» **Arbeitsaufträge**
a - Prüfe, ob die Aussagen (i), (ii) und (iii) mit dem Text über Taiwan übereinstimmen, und beantworte jede mit Ja oder Nein samt den entscheidenden Worten des Textes als wörtlichem Zitat. (i) Mit Taiwan gibt es Forschungskooperationen vor allem bei erneuerbaren Energien und grünen Technologien. (ii) Den Taiwanesen wurde die Einreise in die EU zunächst wegen hoher Fallzahlen verwehrt. (iii) Nach Berechnungen von Ökonomen ist die Volksrepublik ebenso abhängig von Deutschland und Europa wie umgekehrt.
b - Führe den Text über Taiwan und China ab seinem letzten Satz fort.

» **Ausgewählter Textauszug**
○ ○ ○

Der Umgang mit Taiwan ist beschämend
Deutschland und andere europäische Länder profitieren von den Vorzügen des dynamischen Inselstaats. Es gibt vielfältige Forschungskooperationen, insbesondere im Bereich erneuerbare Energien und grüne Technologien. Taiwan ist ein offenes Wirtschafts- und Innovationssystem mit Rechtsstaatlichkeit und exzellent ausgebildeten Fachkräften. Aber all dies geschieht nach wie vor ohne offizielle politische Anerkennung und öffentliche internationale Wertschätzung.
Das ist nicht nur beschämend, sondern auch kontraproduktiv: Wäre Taiwan offizielles Mitglied der Weltgesundheitsorganisation (WHO), hätte die Welt viel schneller und systematischer von den Covid-19-Erfahrungen aus Taiwan lernen können. Stattdessen blieb den Taiwanesen trotz geringer Fallzahlen zunächst die Einreise in die EU verwehrt. Denn die europäischen Staaten wollten das Land nicht anders behandeln als die Volksrepublik, um Pekings nicht zu verärgern. Schließlich hat man sich ja zur "Ein-China-Politik" bekannt.
Dabei ist das Argument, man könne es sich nicht leisten, den "Unmut" der chinesischen Regierung zu erregen, genauso kurzsichtig wie die Behauptung, die deutsche Wirtschaft sei zu abhängig von China, als dass man einen politischen Konflikt riskieren könne. Bei allem notwendigen Realismus: Abhängigkeitsberechnungen verschiedener Ökonomen zeigen klar, dass die Volksrepublik ebenso abhängig ist vom wirtschaftlichen Engagements Deutschlands und Europas in China wie umkehrt. Gerade Unternehmerinnen und Unternehmer wissen nur zu gut, dass Erfolg in China nur durch den Kampf mit harten Bandagen zu erreichen ist. Und machen wir uns nichts vor: Leichter wird es für die deutsche und europäische Wirtschaft in China sowieso nicht.

○ ○ ○

» **Gegebene Daten**
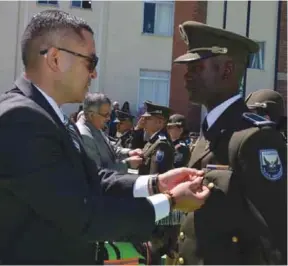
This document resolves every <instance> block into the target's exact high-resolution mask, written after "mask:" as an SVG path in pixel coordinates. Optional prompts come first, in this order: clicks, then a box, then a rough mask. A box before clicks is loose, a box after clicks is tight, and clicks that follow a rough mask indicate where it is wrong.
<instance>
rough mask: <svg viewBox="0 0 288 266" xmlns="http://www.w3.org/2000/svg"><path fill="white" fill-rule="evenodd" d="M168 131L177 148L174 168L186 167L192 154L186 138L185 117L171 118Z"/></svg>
mask: <svg viewBox="0 0 288 266" xmlns="http://www.w3.org/2000/svg"><path fill="white" fill-rule="evenodd" d="M167 130H168V133H169V135H170V138H171V140H172V141H173V145H174V148H175V156H174V167H175V168H177V167H183V166H186V165H187V163H188V160H189V158H190V152H189V146H188V145H187V143H186V138H185V137H184V132H186V119H185V117H184V116H183V115H180V114H174V115H172V116H170V118H169V121H168V124H167Z"/></svg>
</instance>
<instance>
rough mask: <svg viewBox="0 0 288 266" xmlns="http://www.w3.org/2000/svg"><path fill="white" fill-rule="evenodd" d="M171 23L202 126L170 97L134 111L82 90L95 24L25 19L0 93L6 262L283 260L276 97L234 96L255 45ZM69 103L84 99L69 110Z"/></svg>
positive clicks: (52, 12)
mask: <svg viewBox="0 0 288 266" xmlns="http://www.w3.org/2000/svg"><path fill="white" fill-rule="evenodd" d="M179 31H180V35H181V37H182V39H183V41H184V42H185V44H186V45H187V47H188V49H187V52H186V53H185V54H183V55H181V56H179V57H178V58H176V59H175V60H174V63H175V64H185V66H186V68H187V73H186V74H185V76H184V80H185V87H186V89H187V91H188V93H189V98H190V100H191V102H193V103H196V104H201V105H204V106H205V107H206V109H207V110H208V114H207V116H206V117H205V119H204V121H203V123H202V125H201V130H200V132H199V136H197V135H195V133H193V134H190V133H189V131H188V130H187V128H186V118H185V117H184V116H183V115H181V114H178V113H173V110H171V109H170V108H169V107H166V106H161V105H158V104H156V103H153V102H151V101H146V102H145V106H144V108H143V110H141V111H139V113H138V114H137V118H136V121H134V119H135V117H134V116H133V115H132V114H131V112H130V110H129V109H130V108H129V103H127V102H126V103H125V104H124V105H123V107H122V108H121V109H120V107H119V103H118V102H111V100H110V99H109V97H107V96H106V95H104V94H102V93H89V92H88V88H89V84H90V83H91V79H95V78H97V72H96V66H97V63H98V59H99V58H98V55H96V50H95V41H94V32H93V29H92V28H91V27H90V26H89V25H88V24H87V23H86V22H85V21H84V20H83V19H81V18H78V17H75V16H72V15H71V14H68V13H66V12H63V11H59V10H46V11H42V12H40V13H38V14H36V15H35V16H33V18H32V19H31V21H30V22H29V23H28V25H27V27H26V29H25V32H24V34H23V37H22V41H21V48H22V60H23V64H24V69H25V71H24V73H23V74H22V75H21V76H20V77H19V78H18V79H17V80H16V81H15V85H14V86H13V88H11V89H9V90H8V91H7V92H6V93H4V94H3V95H1V96H0V124H1V129H0V147H1V151H2V152H1V164H0V176H1V179H0V180H1V181H0V182H1V186H0V191H1V192H0V195H1V200H0V208H1V221H0V232H1V238H0V261H1V263H2V264H20V265H22V264H31V265H35V264H38V265H44V264H46V265H49V264H50V265H53V264H59V265H60V264H70V265H75V264H79V265H83V264H85V265H91V264H100V265H103V264H105V265H132V264H133V265H138V264H142V265H143V264H145V265H159V264H166V265H183V264H185V265H204V264H208V265H210V264H211V265H220V264H222V265H243V264H245V265H251V264H252V265H254V264H258V265H259V264H263V265H265V264H269V265H270V264H287V144H286V140H287V139H286V138H287V133H286V128H284V126H283V125H284V123H285V121H287V118H285V117H284V109H285V108H284V107H285V106H284V101H283V98H282V96H281V95H280V94H279V93H277V92H276V91H274V90H259V91H257V92H254V93H252V94H251V95H248V96H247V98H246V99H243V98H242V96H241V95H240V94H239V85H240V83H241V80H242V76H243V73H244V72H245V69H246V66H247V58H248V57H249V54H251V53H256V52H257V51H258V49H259V47H258V44H257V43H256V42H255V41H253V40H251V39H249V38H246V37H244V36H241V35H239V34H236V33H233V32H230V31H226V30H223V29H220V28H215V27H212V26H209V25H206V24H203V23H198V22H194V21H187V22H184V23H183V24H181V25H180V26H179ZM96 37H97V36H96ZM100 56H101V55H100ZM104 60H105V58H104ZM66 103H79V104H81V106H80V107H79V110H78V111H77V112H76V113H74V114H73V115H71V116H70V118H68V117H67V116H66V115H65V114H64V113H63V112H62V110H61V106H62V105H63V104H66ZM187 119H189V118H187Z"/></svg>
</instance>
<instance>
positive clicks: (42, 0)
mask: <svg viewBox="0 0 288 266" xmlns="http://www.w3.org/2000/svg"><path fill="white" fill-rule="evenodd" d="M40 1H41V0H40ZM40 1H39V0H38V1H37V5H39V6H54V7H59V1H58V0H56V2H57V3H56V4H52V3H49V2H51V1H49V0H46V1H45V0H42V1H45V2H46V3H39V2H40Z"/></svg>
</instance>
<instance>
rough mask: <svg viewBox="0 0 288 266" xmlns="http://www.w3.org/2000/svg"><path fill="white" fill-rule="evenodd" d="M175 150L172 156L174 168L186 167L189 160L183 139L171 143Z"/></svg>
mask: <svg viewBox="0 0 288 266" xmlns="http://www.w3.org/2000/svg"><path fill="white" fill-rule="evenodd" d="M173 145H174V148H175V155H174V167H175V168H178V167H184V166H186V165H187V163H188V161H189V159H190V150H189V144H187V143H186V142H185V141H184V140H183V139H177V140H175V141H173Z"/></svg>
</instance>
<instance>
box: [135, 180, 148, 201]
mask: <svg viewBox="0 0 288 266" xmlns="http://www.w3.org/2000/svg"><path fill="white" fill-rule="evenodd" d="M150 177H151V176H150V175H140V176H139V177H138V178H137V179H136V181H135V183H134V187H133V196H134V198H146V197H148V196H149V189H148V181H149V179H150Z"/></svg>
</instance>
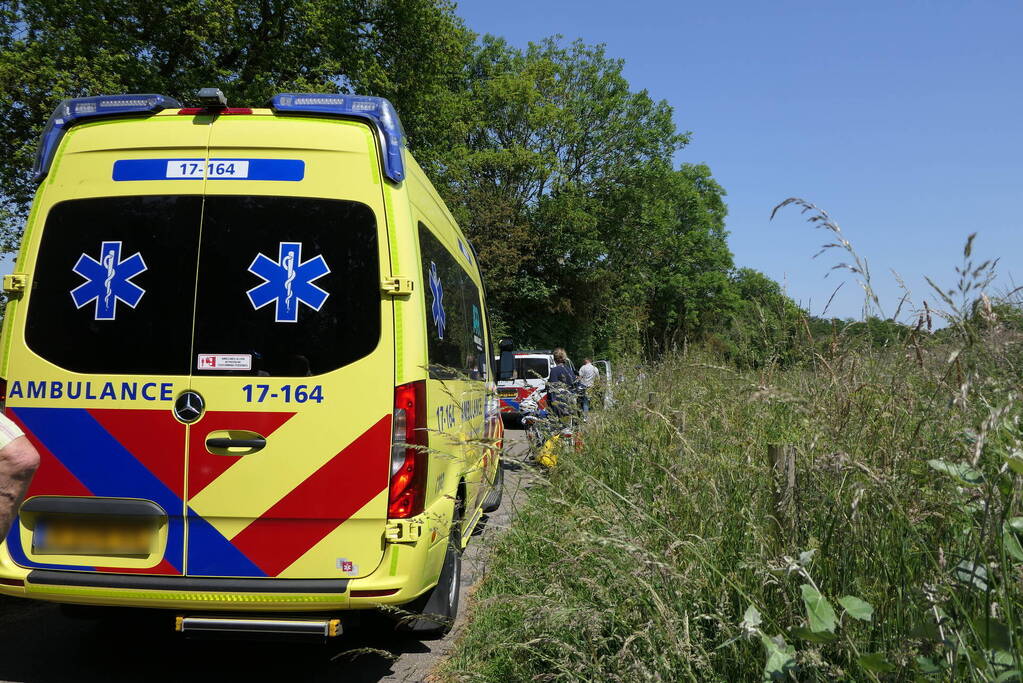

○ ○ ○

» **Antworten**
a -
(i) Ja: „Es gibt vielfältige Forschungskooperationen, insbesondere im Bereich erneuerbare Energien und grüne Technologien.“
(ii) Nein: „Stattdessen blieb den Taiwanesen trotz geringer Fallzahlen zunächst die Einreise in die EU verwehrt.“
(iii) Ja: „Abhängigkeitsberechnungen verschiedener Ökonomen zeigen klar, dass die Volksrepublik ebenso abhängig ist“

b -
Was Deutschland jetzt tun muss
Würde Peking deutsche Unternehmen wirklich abstrafen, wenn Berlin die in Ansätzen in Europa schon vorhandene Unterstützung für eine Aufnahme Taiwans in die Weltgesundheitsorganisation weiter vorantreiben würde? Welche Konsequenzen würden Berlin oder Brüssel tatsächlich drohen, wenn hochrangige Politiker – warum nicht gar der europäische und der deutsche Parlamentspräsident gemeinsam? – zum Staatsbesuch nach Taipeh reisten? Die Visite des Senatspräsidenten der tschechischen Republik im August liefert einen ersten Anhaltspunkt: Die chinesische Botschaft habe ihren Unmut geäußert, berichtete Senatspräsident Miloš Vystrčil. Wirtschaftliche Drohgebärden habe es nicht gegeben.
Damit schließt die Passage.